— Begin Excerpt —
Canada’s first propane export terminal – RIPET – has become operational, augmenting global LPG supplies. The entry of the country as a new LPG supplier and the strategic location of the terminal will favour exports to Asia and provide an opportunity for Canada to garner a good share of the Asian LPG market.

Canada’s first propane export terminal – Altagas’s Ridley Island Export Terminal (RIPET) – dispatched its first cargo on 23 May 2019 aboard the VLGC – Sumire Gas – for delivery to Japan’s Kyushu LPG Fukushima terminal.

With the commencement of operations at RIPET, the total voyage time on a Prince Rupert to Chiba tradewill be just 10 days, compared with 25 days for a voyage between Houston and Chiba, via the the Panama Canal. Hence RIPET has the potential to have a l negative impact on LPG tonne-mile demand.

Propane will reach the RIPET plant from gas fields via rail, which will then be processed and loaded onto vessels. The total capacity of the terminal is 1.2 million tonnes per annum, which translates to two VLGCs per month on average.

Given the favorable geographic location and lower price, RIPET will benefit Asian customers as well as Canada’s propane industry, which earlier depended on the US exports. Canada’s share in LPG seaborne trade will increase with the commencement of exports from RIPET, and consequently, the country will try to cater to the biggest LPG consumers.

A rise in Canadian LPG production will also impact Asian LPG imports from other regions. In our view lower shipping costs and increased competitiveness of Canadian LPG with that of the US and Middle East will favour the former.
— End Excerpt —
* Set tasks
A: Decide whether each statement agrees with the article on Canada's propane export terminal, answering yes or no and quoting the words of the article that settle it. (i) RIPET's first cargo was sent to a terminal in Japan. (ii) Propane is brought to the RIPET plant by pipeline. (iii) The terminal can handle 1.2 million tonnes per year in total.
B: Pick up the article on Canada's propane export terminal after its final sentence and carry it forward.
— Begin Material —
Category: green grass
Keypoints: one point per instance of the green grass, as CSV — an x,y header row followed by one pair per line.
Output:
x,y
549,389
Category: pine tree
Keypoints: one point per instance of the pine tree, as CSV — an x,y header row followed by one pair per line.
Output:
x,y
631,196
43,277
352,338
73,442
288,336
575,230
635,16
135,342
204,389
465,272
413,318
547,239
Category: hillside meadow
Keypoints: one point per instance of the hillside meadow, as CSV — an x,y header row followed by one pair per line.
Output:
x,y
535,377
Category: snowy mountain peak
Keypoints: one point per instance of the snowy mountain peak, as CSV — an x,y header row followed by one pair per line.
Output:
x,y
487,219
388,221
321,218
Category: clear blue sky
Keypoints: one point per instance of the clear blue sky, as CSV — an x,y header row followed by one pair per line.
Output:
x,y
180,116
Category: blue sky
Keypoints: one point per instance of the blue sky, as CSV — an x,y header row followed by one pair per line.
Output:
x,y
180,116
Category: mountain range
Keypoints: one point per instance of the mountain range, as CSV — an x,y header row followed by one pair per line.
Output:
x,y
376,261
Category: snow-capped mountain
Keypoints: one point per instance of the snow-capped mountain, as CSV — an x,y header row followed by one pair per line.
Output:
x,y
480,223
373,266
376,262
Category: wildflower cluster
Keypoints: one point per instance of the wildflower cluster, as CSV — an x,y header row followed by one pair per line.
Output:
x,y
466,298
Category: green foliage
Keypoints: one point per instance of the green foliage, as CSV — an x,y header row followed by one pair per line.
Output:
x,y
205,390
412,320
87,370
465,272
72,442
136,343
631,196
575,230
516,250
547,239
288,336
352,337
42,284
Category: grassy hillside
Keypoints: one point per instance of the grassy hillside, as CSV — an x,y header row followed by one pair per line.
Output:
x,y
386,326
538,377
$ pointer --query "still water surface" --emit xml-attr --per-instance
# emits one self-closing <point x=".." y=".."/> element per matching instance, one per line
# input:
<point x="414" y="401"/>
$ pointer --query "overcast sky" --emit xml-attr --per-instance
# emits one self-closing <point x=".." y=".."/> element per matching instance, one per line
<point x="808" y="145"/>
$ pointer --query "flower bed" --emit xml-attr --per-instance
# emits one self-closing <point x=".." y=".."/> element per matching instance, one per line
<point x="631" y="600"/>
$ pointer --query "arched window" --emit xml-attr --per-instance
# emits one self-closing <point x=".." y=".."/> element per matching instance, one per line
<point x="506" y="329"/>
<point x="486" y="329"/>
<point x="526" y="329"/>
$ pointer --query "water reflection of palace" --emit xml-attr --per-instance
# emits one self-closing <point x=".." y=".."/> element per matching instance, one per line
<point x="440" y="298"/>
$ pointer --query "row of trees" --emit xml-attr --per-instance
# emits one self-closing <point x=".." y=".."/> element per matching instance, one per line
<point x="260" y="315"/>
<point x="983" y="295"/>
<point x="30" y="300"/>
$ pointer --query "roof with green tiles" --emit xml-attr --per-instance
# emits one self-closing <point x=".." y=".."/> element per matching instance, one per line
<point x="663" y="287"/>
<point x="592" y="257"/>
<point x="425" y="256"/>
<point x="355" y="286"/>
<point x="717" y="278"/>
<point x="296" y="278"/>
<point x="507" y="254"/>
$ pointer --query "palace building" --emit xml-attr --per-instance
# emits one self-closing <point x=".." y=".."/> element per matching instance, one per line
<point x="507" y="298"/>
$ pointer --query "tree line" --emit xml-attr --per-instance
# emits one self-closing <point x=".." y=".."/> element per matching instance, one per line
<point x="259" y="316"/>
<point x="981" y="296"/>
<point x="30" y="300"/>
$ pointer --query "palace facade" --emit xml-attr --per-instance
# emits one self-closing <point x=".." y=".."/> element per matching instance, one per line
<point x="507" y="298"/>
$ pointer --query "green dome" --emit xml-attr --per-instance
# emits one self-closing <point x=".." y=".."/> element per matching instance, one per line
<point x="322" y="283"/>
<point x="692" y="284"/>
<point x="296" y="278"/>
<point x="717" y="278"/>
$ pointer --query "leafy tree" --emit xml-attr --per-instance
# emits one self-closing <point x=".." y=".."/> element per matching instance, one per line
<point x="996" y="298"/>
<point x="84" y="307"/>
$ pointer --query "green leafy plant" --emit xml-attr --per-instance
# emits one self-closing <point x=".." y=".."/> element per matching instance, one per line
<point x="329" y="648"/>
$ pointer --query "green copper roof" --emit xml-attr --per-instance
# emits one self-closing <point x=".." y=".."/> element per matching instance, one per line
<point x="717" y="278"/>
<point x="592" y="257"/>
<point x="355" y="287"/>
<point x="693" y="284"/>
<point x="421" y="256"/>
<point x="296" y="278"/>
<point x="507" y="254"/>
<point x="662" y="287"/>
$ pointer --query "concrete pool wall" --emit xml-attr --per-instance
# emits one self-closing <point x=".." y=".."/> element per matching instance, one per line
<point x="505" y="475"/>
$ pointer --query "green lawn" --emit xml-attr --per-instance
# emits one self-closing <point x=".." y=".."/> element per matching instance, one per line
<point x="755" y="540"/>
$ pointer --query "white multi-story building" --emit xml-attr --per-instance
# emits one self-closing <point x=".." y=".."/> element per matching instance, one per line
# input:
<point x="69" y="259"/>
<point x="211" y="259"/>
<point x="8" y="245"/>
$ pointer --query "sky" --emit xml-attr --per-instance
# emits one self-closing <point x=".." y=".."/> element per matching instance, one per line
— End Material —
* Results in order
A:
(i) Yes: "for delivery to Japan’s Kyushu LPG Fukushima terminal"
(ii) No: "Propane will reach the RIPET plant from gas fields via rail"
(iii) Yes: "The total capacity of the terminal is 1.2 million tonnes per annum"

B:
The opening of the RIPET facility will also be of benefit to China, which is actively seeking different sources of LPG with the recent escalation in the US-China trade war. With the 25% tariff slapped on US propane exports, there were a few Chinese players which opted for imports of small parcels of Canadian LPG through Petrogas Ferndale’s export terminal in the US in January 2019. In addition, Japan’s Astomos Energy – a major LPG importer – entered into a multi-year contract in 2017 for importing 50% of the output from RIPET.

Although RIPET is important we do not expect major changes in demand for VLGCs as the VLGCs Sumire Gas and Maple Gas (recently delivered), which are on time charter with Astomos Energy, will be the only vessels used to transport propane from the Canadian terminal in the short term. However, we do expect RIPET to have an impact on LPG pricing, as it will lead to an increase in the outflow of Canadian and US LPG supplies, thereby strengthening West Canada and Mont Belvieu LPG prices.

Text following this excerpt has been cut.